§ **Цитируемый текст**
┌────────
Нет, потому что они этого не делают. Можно будет проиграть,
воспроизвести в материальном звуке, но получить информацию,
смысл нельзя. А вот Шампильон смог прочесть, о чем идет речь в
текстах, записанных дотоле неизвестными иероглифами. Просто
язык – это целая система, сама по себе имеющая смысловые
соответствия, она не существует вне составной природы знака, в
который встроено означаемое. Это часть знака – означаемое,
а знак – часть осмысленной системы. Только поэтому удается
вытащить смысл высказываний на таком языке и реконструировать
его. А в музыке нет знаков, нет означаемого, нет этого
зафиксированного коллективной системной памятью соответствия.
Перечитай «Пляшущих человечков», как там восстанавливается
смысл зашифрованной фразы. И попробуй проделать то же со
случайно выбранным музыкальным отрывком.

– Ну перестань, я же говорю, что «просто так сложилось», что музыка,
а также горшки на подоконнике менее удобны как средство. Не
будешь все время таскать с собой арфу, чтоб передать
любимой свое чувство. Но ты говоришь, что музыка – это все равно
что стук дятла в лесу.

– А ма-аленькую дудочку ведь удобно. Ты с ума сошел, какой стук
дятла?! Музыка просто не язык, она не передает осмысленного
сообщения, но разве обязательно самое важное передавать в
качестве регулярных дешифруемых сообщений? Наоборот, вот смерть, в
ней нет никаких знаков, это огромная дыра в нашем
осознанном бытии, и именно она дает начало всем языкам и всем
смыслам, потому что противостоит, хотя бы поэтому. И музыка очень
похоже на то. Человек, и композитор, и исполнитель, и
слушатель, должны каждый раз впасть в это и пережить. Музыка – это
переживание, а не сообщение. Ты буквально должен прожить
ровно то время, которое отведено музыке (сравни с кино, где
время, – все равно фиктивное, время действия, – не совпадает со
временем пленки), должен подчиниться ее размерностям,
вибрировать вместе с ней.
└────────
§ **Цели работы**
[1] Перепишите отрывок текста о языке и музыке от «Нет, потому что» до «выбранным музыкальным отрывком.», поменяв «Шампильон» на «исследователь».
[2] Чем является музыка согласно тексту о языке и музыке, если она не сообщение?

§ **Предоставленные строки**
┌────────
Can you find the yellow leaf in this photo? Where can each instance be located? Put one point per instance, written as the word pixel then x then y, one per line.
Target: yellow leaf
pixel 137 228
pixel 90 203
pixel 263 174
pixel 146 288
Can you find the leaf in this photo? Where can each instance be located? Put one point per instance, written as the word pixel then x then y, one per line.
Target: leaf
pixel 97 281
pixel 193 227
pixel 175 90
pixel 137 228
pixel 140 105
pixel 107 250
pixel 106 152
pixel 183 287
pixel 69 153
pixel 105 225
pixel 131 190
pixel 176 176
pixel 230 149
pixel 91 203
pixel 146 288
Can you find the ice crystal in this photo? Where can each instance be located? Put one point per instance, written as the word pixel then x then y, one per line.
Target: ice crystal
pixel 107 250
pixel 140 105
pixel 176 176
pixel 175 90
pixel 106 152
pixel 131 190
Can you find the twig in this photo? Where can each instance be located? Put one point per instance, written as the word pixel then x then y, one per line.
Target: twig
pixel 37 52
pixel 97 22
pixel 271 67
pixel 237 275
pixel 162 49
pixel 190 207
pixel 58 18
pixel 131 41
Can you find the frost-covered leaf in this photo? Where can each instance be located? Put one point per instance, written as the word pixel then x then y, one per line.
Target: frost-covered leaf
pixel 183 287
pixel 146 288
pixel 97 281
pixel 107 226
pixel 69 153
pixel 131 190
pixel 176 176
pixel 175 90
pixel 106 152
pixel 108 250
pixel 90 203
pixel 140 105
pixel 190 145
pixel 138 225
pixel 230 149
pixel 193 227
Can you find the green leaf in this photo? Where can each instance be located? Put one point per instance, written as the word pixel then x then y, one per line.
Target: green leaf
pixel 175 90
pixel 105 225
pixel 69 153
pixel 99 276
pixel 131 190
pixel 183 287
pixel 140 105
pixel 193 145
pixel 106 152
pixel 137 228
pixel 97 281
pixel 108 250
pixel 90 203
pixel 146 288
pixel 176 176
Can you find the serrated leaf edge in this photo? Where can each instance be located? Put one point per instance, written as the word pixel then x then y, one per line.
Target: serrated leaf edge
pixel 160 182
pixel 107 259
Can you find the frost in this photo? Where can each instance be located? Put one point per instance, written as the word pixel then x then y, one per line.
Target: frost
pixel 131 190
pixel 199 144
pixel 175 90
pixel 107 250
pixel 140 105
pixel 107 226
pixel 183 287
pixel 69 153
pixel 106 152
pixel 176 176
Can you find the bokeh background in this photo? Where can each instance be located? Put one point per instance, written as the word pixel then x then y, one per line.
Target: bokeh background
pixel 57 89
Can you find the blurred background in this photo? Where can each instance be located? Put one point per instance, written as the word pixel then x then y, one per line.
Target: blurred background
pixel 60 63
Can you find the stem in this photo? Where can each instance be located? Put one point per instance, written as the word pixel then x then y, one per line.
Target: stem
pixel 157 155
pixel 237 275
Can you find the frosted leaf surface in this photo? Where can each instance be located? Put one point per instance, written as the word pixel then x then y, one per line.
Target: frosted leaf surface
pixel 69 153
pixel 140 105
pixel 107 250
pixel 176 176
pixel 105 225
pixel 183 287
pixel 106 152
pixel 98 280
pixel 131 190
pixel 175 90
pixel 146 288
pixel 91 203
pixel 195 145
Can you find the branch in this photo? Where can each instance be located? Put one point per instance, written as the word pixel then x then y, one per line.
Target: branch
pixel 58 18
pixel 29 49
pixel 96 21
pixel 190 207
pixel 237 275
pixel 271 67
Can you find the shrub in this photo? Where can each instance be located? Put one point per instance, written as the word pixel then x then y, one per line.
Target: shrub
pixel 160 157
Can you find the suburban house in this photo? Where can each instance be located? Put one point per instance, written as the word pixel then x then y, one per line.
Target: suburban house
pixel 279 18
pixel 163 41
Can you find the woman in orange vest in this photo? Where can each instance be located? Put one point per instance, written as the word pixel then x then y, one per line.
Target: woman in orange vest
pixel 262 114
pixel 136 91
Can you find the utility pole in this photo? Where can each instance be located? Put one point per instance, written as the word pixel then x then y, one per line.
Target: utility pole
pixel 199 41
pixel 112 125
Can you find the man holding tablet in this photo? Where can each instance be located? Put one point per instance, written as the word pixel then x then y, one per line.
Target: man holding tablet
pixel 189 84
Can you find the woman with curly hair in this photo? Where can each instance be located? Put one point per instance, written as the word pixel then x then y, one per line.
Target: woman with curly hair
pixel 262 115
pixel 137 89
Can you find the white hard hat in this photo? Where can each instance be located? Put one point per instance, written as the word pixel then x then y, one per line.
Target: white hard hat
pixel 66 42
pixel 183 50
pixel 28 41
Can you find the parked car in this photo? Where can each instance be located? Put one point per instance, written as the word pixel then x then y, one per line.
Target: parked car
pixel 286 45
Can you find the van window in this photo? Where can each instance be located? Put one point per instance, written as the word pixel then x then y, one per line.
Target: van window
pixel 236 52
└────────
§ **Ответы по заданиям**
[1]
Нет, потому что они этого не делают. Можно будет проиграть,
воспроизвести в материальном звуке, но получить информацию,
смысл нельзя. А вот исследователь смог прочесть, о чем идет речь в
текстах, записанных дотоле неизвестными иероглифами. Просто
язык – это целая система, сама по себе имеющая смысловые
соответствия, она не существует вне составной природы знака, в
который встроено означаемое. Это часть знака – означаемое,
а знак – часть осмысленной системы. Только поэтому удается
вытащить смысл высказываний на таком языке и реконструировать
его. А в музыке нет знаков, нет означаемого, нет этого
зафиксированного коллективной системной памятью соответствия.
Перечитай «Пляшущих человечков», как там восстанавливается
смысл зашифрованной фразы. И попробуй проделать то же со
случайно выбранным музыкальным отрывком.

[2] Музыка является переживанием.